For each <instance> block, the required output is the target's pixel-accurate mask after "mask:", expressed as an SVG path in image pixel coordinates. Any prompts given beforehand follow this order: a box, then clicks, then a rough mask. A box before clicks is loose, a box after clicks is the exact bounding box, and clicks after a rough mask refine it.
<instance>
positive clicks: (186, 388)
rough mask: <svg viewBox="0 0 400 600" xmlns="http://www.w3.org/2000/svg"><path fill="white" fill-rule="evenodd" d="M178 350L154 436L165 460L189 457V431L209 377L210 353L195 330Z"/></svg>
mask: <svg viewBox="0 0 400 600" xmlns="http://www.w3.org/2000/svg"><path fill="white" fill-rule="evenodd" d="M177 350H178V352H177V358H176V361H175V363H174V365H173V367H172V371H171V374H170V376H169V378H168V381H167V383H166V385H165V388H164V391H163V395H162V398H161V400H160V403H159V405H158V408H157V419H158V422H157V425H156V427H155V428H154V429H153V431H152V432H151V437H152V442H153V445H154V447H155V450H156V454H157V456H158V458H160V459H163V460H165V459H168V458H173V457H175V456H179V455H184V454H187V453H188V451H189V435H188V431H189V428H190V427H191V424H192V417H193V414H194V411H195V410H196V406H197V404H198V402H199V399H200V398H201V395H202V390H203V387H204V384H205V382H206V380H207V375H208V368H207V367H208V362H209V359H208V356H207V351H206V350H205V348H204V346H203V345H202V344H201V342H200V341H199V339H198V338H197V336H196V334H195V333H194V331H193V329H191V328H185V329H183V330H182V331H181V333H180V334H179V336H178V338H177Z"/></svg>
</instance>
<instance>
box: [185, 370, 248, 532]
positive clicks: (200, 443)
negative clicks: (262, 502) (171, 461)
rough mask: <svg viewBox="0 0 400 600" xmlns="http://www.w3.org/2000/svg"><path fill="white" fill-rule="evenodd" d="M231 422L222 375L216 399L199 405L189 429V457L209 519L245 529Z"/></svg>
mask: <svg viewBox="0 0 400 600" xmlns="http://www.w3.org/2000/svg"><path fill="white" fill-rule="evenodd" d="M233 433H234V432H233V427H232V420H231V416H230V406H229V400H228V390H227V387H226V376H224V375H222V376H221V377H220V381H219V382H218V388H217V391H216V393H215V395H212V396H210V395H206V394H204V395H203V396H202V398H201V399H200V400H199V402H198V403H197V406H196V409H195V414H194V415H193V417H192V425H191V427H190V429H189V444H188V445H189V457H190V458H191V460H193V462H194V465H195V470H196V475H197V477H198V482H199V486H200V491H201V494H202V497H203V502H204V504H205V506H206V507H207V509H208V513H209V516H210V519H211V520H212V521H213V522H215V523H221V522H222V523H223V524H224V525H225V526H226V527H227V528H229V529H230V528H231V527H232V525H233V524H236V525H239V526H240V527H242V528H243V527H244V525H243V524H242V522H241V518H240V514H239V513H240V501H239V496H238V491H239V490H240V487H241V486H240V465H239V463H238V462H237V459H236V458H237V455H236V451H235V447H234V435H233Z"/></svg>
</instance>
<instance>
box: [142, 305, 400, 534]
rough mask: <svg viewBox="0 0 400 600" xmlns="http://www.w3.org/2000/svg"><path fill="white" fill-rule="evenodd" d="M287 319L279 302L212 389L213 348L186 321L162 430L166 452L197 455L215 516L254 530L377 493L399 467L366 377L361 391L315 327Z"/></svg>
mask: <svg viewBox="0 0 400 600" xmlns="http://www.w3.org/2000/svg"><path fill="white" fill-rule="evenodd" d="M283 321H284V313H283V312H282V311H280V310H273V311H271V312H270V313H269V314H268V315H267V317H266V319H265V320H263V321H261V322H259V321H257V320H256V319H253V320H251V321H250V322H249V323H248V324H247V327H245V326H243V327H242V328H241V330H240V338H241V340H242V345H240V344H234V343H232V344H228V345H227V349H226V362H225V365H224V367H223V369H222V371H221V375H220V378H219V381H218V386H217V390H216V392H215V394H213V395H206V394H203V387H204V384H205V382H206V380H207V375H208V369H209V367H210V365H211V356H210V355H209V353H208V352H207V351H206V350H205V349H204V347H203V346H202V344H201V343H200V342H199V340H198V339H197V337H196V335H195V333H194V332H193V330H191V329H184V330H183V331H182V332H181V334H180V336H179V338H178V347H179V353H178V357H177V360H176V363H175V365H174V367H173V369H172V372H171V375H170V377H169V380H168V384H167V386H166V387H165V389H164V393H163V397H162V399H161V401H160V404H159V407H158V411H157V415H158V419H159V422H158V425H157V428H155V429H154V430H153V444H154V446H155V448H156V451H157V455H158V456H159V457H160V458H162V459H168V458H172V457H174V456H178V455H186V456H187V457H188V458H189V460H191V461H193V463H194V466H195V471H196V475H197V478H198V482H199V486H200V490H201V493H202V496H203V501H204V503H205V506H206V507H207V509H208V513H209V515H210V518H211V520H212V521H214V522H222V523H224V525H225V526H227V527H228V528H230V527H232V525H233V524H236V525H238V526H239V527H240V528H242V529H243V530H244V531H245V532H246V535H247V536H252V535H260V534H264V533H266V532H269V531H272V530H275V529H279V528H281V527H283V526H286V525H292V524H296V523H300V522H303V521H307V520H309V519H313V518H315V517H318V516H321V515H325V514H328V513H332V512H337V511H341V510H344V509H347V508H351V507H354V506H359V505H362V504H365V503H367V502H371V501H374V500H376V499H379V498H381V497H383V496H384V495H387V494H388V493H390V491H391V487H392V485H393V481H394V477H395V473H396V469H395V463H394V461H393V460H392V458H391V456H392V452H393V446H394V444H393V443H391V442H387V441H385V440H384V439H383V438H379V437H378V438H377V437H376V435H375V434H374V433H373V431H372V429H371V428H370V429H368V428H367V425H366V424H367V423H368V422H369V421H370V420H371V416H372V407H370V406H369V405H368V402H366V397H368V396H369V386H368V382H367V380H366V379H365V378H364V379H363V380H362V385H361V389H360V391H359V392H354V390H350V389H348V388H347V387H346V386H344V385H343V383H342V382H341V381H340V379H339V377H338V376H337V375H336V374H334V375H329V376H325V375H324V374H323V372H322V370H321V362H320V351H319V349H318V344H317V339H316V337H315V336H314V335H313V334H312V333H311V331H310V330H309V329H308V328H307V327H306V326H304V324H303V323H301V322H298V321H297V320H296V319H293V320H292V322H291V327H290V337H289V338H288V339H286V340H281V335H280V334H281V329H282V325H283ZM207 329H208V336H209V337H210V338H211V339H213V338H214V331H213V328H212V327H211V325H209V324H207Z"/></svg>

:::::

• WHAT YOU NEED TO DO:
What lines of the material above contain "positive"? Return each of them.

• WRITTEN ANSWER:
positive clicks: (186, 388)
positive clicks: (200, 443)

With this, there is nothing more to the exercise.